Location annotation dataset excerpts
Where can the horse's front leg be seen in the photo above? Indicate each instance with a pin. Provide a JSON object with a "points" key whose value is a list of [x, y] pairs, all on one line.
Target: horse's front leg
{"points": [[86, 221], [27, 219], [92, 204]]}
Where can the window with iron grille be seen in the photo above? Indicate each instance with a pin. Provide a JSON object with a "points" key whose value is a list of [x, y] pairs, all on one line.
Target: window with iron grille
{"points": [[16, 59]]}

**SHORT EXERCISE**
Copy exactly the line containing "Where can the window" and every line after it, ending with the last line of the records above.

**OUTPUT**
Where can the window with iron grille be seen in the photo above? Indicate each instance with a pin. Provide a JSON object with a "points" key whose value is a list of [x, y] pairs, all on one line.
Target: window with iron grille
{"points": [[16, 59]]}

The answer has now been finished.